- _What the exercise asks_: Copy out the album review below word for word, from its headline to its final sentence.

- _Text for analysis_:
Album Review: Deepchild / ‘Neukolln Burning’ (Thoughtless Music)

★★★★☆

Deepchild adopts the mantle of prodigal son when it comes to expressing a laboratory-tested digital sludge. Like techno dirt sieved through a hi-spec filter, Rick Bull shakes up beakers, holds up test tubes to whatever light he can find and uses Petri dishes for turntables.

The scientific slant naturally serves tech/deep house cold as the Australian goes native in Berlin by grasping the sterile feel of up-down machinery, though Bull makes a good fist of adding warmth in places, coming up for air before moving down the next corridor. Doing its research far removed from civilisation also means Deepchild can plug in and fire away as abrasively as he wants. The icy blast of “Riyadh,” defined by a patent howl of wind in the distance, and the frankly magnificent battering “I Woke and You Were Smiling”, deliver two loud-as-they-like scavengers of the night, although “Rage” manages to hold itself together.

Bizarre manifestations of the familiar, presumably through isolation getting the better of its professor, rewires Christina Aguilera and Redman out of the boxing ring and into the scary webs of “Dirty Cutlery.” Another trademark has “Then We Dissolved” haunting in its hammering, releasing ghosts from their frozen state of playing dubstep’s mournful accomplice. Clinically, surgically sharp, yet always of a complete rhythmicity, Deepchild smoulders in every sense of the word.

- _Entries supplied_:
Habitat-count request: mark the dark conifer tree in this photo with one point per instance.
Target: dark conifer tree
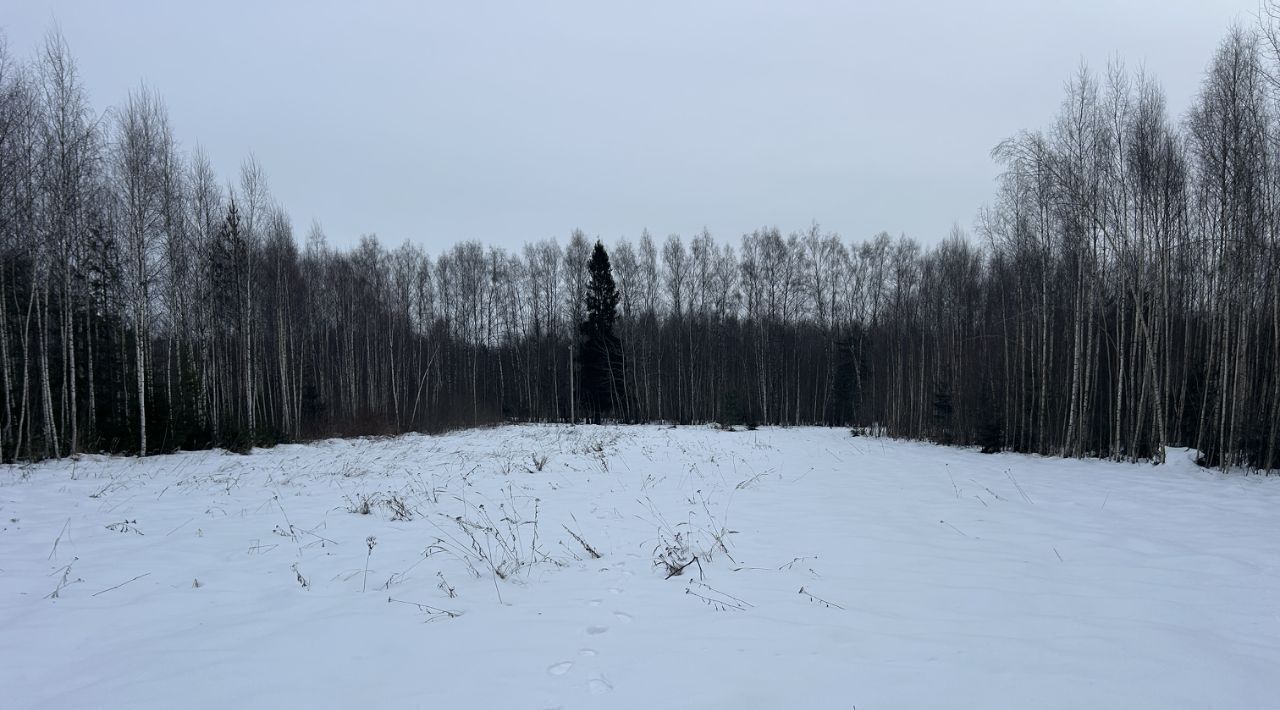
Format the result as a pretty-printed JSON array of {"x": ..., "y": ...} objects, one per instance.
[{"x": 600, "y": 348}]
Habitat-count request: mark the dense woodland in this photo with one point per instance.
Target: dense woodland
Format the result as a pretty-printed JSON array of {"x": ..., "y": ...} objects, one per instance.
[{"x": 1120, "y": 293}]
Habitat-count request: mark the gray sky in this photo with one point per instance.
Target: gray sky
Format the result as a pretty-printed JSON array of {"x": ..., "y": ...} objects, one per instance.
[{"x": 508, "y": 122}]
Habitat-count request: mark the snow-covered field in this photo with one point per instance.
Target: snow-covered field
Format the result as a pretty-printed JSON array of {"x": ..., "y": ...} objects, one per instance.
[{"x": 832, "y": 572}]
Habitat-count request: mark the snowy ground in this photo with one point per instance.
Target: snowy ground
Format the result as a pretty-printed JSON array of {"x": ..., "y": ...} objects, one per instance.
[{"x": 832, "y": 572}]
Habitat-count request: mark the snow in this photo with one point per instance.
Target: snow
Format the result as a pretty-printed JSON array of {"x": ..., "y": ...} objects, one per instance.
[{"x": 931, "y": 577}]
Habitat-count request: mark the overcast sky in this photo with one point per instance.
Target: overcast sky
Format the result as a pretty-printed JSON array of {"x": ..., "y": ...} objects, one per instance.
[{"x": 510, "y": 122}]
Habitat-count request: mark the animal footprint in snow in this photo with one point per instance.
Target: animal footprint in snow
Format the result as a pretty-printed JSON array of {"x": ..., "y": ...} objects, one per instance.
[{"x": 599, "y": 686}]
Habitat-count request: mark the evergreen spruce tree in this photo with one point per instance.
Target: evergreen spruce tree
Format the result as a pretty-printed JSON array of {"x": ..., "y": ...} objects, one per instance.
[{"x": 600, "y": 351}]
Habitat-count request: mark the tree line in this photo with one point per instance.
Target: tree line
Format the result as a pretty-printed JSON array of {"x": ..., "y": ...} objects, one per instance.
[{"x": 1121, "y": 296}]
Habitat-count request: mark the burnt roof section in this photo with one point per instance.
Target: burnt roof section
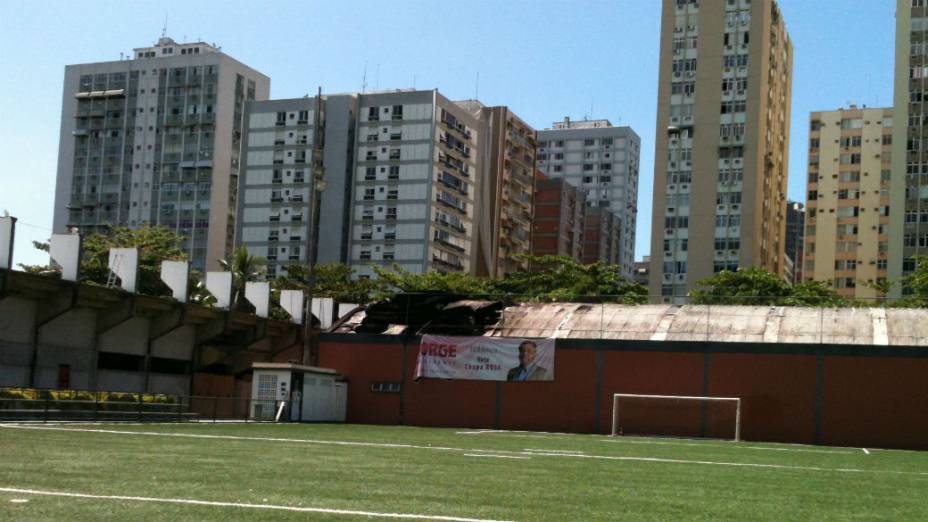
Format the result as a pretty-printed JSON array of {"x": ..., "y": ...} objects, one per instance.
[{"x": 736, "y": 324}]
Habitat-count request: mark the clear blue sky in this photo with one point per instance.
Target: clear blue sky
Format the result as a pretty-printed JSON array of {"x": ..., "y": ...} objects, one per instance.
[{"x": 545, "y": 59}]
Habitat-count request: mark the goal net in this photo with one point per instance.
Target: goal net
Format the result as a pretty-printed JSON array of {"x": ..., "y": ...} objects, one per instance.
[{"x": 676, "y": 416}]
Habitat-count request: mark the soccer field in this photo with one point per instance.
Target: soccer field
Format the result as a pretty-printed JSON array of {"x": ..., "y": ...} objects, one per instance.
[{"x": 345, "y": 472}]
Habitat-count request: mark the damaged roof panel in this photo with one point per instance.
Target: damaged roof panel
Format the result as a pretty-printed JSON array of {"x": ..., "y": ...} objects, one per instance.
[{"x": 752, "y": 324}]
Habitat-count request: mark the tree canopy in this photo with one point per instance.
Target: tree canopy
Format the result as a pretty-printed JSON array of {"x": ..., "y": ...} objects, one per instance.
[
  {"x": 757, "y": 286},
  {"x": 155, "y": 244}
]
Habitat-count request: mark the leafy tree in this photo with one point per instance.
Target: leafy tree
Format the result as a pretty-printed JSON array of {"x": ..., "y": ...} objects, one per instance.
[
  {"x": 815, "y": 293},
  {"x": 916, "y": 286},
  {"x": 757, "y": 286},
  {"x": 560, "y": 278},
  {"x": 244, "y": 267},
  {"x": 333, "y": 280},
  {"x": 155, "y": 244},
  {"x": 397, "y": 277}
]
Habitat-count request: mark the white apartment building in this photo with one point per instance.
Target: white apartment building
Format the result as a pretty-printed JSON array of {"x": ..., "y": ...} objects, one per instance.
[
  {"x": 415, "y": 180},
  {"x": 602, "y": 160},
  {"x": 155, "y": 138}
]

- _Written response_:
Album Review: Deepchild / ‘Neukolln Burning’ (Thoughtless Music)

★★★★☆

Deepchild adopts the mantle of prodigal son when it comes to expressing a laboratory-tested digital sludge. Like techno dirt sieved through a hi-spec filter, Rick Bull shakes up beakers, holds up test tubes to whatever light he can find and uses Petri dishes for turntables.

The scientific slant naturally serves tech/deep house cold as the Australian goes native in Berlin by grasping the sterile feel of up-down machinery, though Bull makes a good fist of adding warmth in places, coming up for air before moving down the next corridor. Doing its research far removed from civilisation also means Deepchild can plug in and fire away as abrasively as he wants. The icy blast of “Riyadh,” defined by a patent howl of wind in the distance, and the frankly magnificent battering “I Woke and You Were Smiling”, deliver two loud-as-they-like scavengers of the night, although “Rage” manages to hold itself together.

Bizarre manifestations of the familiar, presumably through isolation getting the better of its professor, rewires Christina Aguilera and Redman out of the boxing ring and into the scary webs of “Dirty Cutlery.” Another trademark has “Then We Dissolved” haunting in its hammering, releasing ghosts from their frozen state of playing dubstep’s mournful accomplice. Clinically, surgically sharp, yet always of a complete rhythmicity, Deepchild smoulders in every sense of the word.